# Brief:
Return the listing below verbatim, line for line and without any alteration, but leave out the pictures.

** begin **

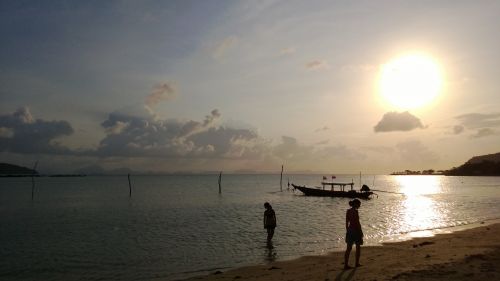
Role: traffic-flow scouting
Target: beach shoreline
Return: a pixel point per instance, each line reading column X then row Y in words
column 470, row 253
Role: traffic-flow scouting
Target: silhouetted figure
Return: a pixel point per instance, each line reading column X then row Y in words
column 354, row 234
column 269, row 221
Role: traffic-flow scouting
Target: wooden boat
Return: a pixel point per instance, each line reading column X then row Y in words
column 365, row 192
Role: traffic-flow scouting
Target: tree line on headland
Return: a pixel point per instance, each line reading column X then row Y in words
column 484, row 165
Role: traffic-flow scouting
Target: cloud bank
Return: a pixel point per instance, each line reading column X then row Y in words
column 396, row 121
column 21, row 133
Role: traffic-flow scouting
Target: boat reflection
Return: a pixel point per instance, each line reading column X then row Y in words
column 419, row 210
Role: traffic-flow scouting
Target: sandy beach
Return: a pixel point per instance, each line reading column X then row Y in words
column 471, row 254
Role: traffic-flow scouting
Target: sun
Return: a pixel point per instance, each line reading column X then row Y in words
column 410, row 81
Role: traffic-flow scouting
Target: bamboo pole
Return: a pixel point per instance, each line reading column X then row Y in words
column 220, row 180
column 281, row 179
column 33, row 180
column 129, row 186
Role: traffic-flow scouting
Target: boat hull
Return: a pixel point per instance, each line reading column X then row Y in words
column 333, row 193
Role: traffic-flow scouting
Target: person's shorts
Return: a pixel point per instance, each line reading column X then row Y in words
column 353, row 236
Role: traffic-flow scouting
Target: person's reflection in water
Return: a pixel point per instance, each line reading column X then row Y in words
column 270, row 252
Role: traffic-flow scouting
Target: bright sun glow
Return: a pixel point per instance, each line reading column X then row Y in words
column 410, row 81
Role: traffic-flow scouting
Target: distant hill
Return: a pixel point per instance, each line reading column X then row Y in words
column 488, row 157
column 10, row 169
column 484, row 165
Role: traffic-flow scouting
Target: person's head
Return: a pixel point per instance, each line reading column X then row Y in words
column 355, row 203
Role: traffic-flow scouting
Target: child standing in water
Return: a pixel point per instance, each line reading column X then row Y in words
column 354, row 234
column 269, row 221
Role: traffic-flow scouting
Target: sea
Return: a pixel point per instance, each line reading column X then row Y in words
column 178, row 226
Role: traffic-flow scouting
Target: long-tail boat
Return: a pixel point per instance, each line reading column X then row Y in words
column 364, row 193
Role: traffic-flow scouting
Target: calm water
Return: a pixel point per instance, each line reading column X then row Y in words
column 179, row 226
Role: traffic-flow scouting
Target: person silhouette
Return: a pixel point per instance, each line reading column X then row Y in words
column 354, row 233
column 269, row 221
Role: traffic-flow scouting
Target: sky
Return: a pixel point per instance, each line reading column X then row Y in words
column 246, row 86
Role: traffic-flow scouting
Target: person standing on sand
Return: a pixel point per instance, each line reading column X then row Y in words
column 269, row 221
column 354, row 234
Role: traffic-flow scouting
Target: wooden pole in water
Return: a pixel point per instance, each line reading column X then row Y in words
column 220, row 180
column 281, row 179
column 33, row 180
column 129, row 186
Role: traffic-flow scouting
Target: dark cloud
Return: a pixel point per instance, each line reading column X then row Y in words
column 149, row 137
column 21, row 133
column 484, row 132
column 396, row 121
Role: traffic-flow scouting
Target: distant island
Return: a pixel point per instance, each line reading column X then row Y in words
column 14, row 170
column 484, row 165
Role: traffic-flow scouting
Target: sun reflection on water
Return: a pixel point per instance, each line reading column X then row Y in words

** end **

# Written solution:
Role: traffic-flow scouting
Target: beach shoreline
Return: a pixel point per instance, each line reading column X then row Y in words
column 470, row 253
Role: traffic-flow scouting
Target: silhouetted figure
Return: a pixel point per instance, each line reading column X then row Y in words
column 354, row 234
column 269, row 221
Role: traffic-flow scouting
Target: wooden boat
Return: a pixel point per instance, each line reading column X then row Y in words
column 365, row 192
Role: traffic-flow scouting
Target: tree line on headland
Return: a pixel point per instance, each line reading column X then row Y in words
column 484, row 165
Role: traffic-flow scouting
Target: cloud bank
Return: a pixel point per instance, each line reading column X then row Y in words
column 396, row 121
column 21, row 133
Role: traffic-flow scouting
Target: boat reflection
Return: a pixel point per instance, each line reading column X then row Y in words
column 419, row 210
Role: traffic-flow scouting
Target: sandy beach
Return: a pixel point per instance, each line reading column X then row Y in words
column 471, row 254
Role: traffic-flow scouting
Target: sun
Return: a pixel point per instance, each line reading column X then row Y in words
column 410, row 81
Role: traffic-flow scouting
Target: bamboo pole
Return: a pixel point per instance, each line reading column X then row Y in words
column 220, row 180
column 281, row 179
column 33, row 180
column 129, row 186
Role: traffic-flow scouting
Target: boat hull
Return: a pixel point per instance, each line reading column X then row Y in words
column 333, row 193
Role: traffic-flow scouting
Target: person's shorts
Return: a pixel point per instance, each line reading column X then row Y in words
column 353, row 236
Role: traffic-flow scouting
Target: person's reflection in water
Return: a pixel point per instance, each line reading column X then row Y in words
column 270, row 252
Role: traffic-flow scouting
Target: bright sun glow
Return: a pixel point per instance, each line reading column X then row Y in words
column 410, row 81
Role: traffic-flow scouting
Target: distant hill
Return: a pixel point per instance, each line reading column X then row Y in words
column 488, row 157
column 10, row 169
column 484, row 165
Role: traffic-flow scouting
Target: person's head
Return: a pixel point per instance, each line reading column X then row Y in words
column 355, row 203
Role: traffic-flow scouting
Target: child standing in water
Return: a pixel point per instance, each line reading column X then row Y in words
column 354, row 234
column 269, row 221
Role: traffic-flow scouting
Target: sea
Return: a pixel point per instance, each line reading column X then row Y in words
column 178, row 226
Role: traffic-flow scouting
Target: long-tail boat
Return: a pixel point per instance, each line reading column X then row Y in words
column 364, row 193
Role: traffic-flow scouting
Target: calm water
Return: a pixel point per instance, each line reading column X then row Y in words
column 179, row 226
Role: traffic-flow scouting
Target: person silhouette
Return: a pixel point per instance, each line reading column X then row Y in words
column 354, row 233
column 269, row 221
Role: traffic-flow scouting
Target: sky
Return: a pixel point per instance, each line reading column X then row Y in words
column 246, row 86
Role: traffic-flow scouting
Target: person standing on sand
Return: a pixel point per instance, each line reading column X then row Y in words
column 269, row 221
column 354, row 234
Role: traffic-flow scouting
Target: wooden pole in water
Return: a pixel point per instance, each line reading column X then row Y in words
column 220, row 180
column 281, row 179
column 33, row 180
column 129, row 186
Role: traffic-flow scouting
Target: dark cloud
Return: a pixel point per instance, each line reading column X then row Y in words
column 149, row 137
column 21, row 133
column 484, row 132
column 396, row 121
Role: traffic-flow scouting
Target: distant island
Return: a pixel point per instance, each line reading column X then row Y in words
column 14, row 170
column 484, row 165
Role: traffic-flow scouting
Target: sun reflection on water
Return: a pixel point per instance, each line reading column X then row Y in words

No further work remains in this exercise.